**** TEXT PASSAGE ****
DOA estimation with double L-shaped array based on Hadamard product and joint diagonalization in the presence of sensor gain-phase errors

Abstract

A method with double L-shaped array for direction-of-arrival (DOA) estimation in the presence of sensor gain-phase errors is presented. The reason for choosing double L-shaped array is that the shared elements between sub-arrays are the most and rotation invariant property can be applied for this array. The proposed method is introduced as follows. (1) If the number of signal is one, first the gain errors are estimated and removed with the diagonal of the covariance matrix of the array output. Then the array is rotated by an unknown angle and DOA can be estimated with the relationship between signal subspace and steering vector of signal. (2) If signals are more than one, the method for eliminating gain errors is the same with the previous case, and then the phase errors are removed by the Hadamard product of the (cross) covariance matrix and its conjugate. After the errors are eliminated, the DOAs can be estimated by rotation invariant property and orthogonal joint diagonalization for the Hadamard product. This method requires neither calibrated sources nor multidimensional parameter search, and its performance is independent of the phase errors. Simulation results demonstrate the effectiveness of the proposed method.

Appendices

Appendix A: Proof of the Property

Assume that there can exist different DOA pairs \( (\theta_{k} ,\theta_{l} ) \ne (\theta_{i} ,\theta_{j} ) \)(\( \theta_{i} \ne \theta_{j} \), \( \theta_{k} \ne \theta_{l} \)), which can make \( {\varvec{\upgamma}}(\theta_{i} ,\theta_{j} ) = {\varvec{\upgamma}}(\theta_{k} ,\theta_{l} ) \). So each element in \( {\varvec{\upgamma}}(\theta_{i} ,\theta_{j} ) \) is the same with the corresponding one in \( {\varvec{\upgamma}}(\theta_{k} ,\theta_{l} ) \). Based on this assumption, we have

$$ {\varvec{\upgamma}}^{(N - 2)} (\theta_{i} ,\theta_{j} ) = {\varvec{\upgamma}}^{(N - 2)} (\theta_{k} ,\theta_{l} ) $$

(52)

$$ {\varvec{\upgamma}}^{(N)} (\theta_{i} ,\theta_{j} ) = {\varvec{\upgamma}}^{(N)} (\theta_{k} ,\theta_{l} ) $$

(53)

Expanding (52) and (53), we obtain

$$ e^{{ - j\frac{{2{\uppi }d_{x} (\sin \theta_{i} - \sin \theta_{j} )}}{\lambda }}} = e^{{ - j\frac{{2{\uppi }d_{x} (\sin \theta_{k} - \sin \theta_{l} )}}{\lambda }}} $$

(54)
****
**OBJECTIVE:** Please carry on the DOA estimation passage from the point right after equation (54). The items come from a separate source, unrelated to the DOA estimation passage.
**** GIVEN INFORMATION ****
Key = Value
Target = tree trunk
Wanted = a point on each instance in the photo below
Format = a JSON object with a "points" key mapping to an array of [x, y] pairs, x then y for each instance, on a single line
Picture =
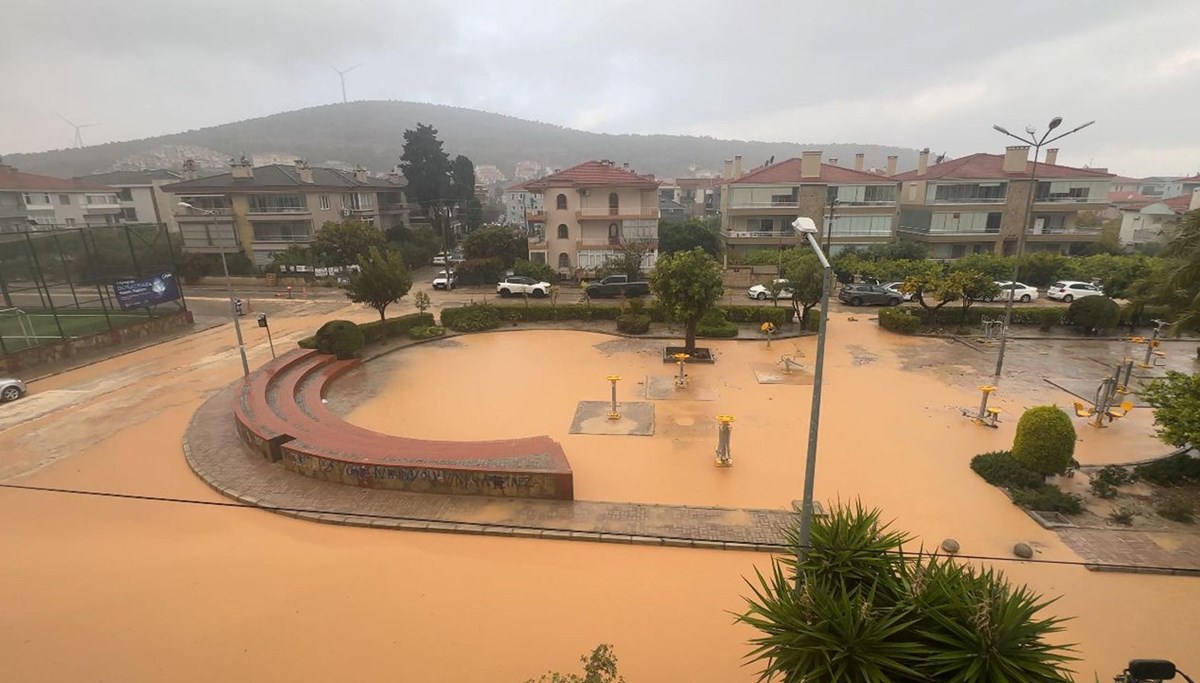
****
**OUTPUT:**
$$ e^{{ - j\frac{{2{\uppi }d_{y} (\cos \theta_{i} - \cos \theta_{j} )}}{\lambda }}} = e^{{ - j\frac{{2{\uppi }d_{y} (\cos \theta_{k} - \cos \theta_{l} )}}{\lambda }}} $$

(55)

It follows from (54) and (55) that

$$ \frac{{d_{x} (\sin \theta_{i} - \sin \theta_{j} )}}{\lambda } = \frac{{d_{x} (\sin \theta_{k} - \sin \theta_{l} )}}{\lambda } + n $$

(56)

$$ \frac{{d_{y} (\cos \theta_{i} - \cos \theta_{j} )}}{\lambda } = \frac{{d_{y} (\cos \theta_{k} - \cos \theta_{l} )}}{\lambda } + m $$

(57)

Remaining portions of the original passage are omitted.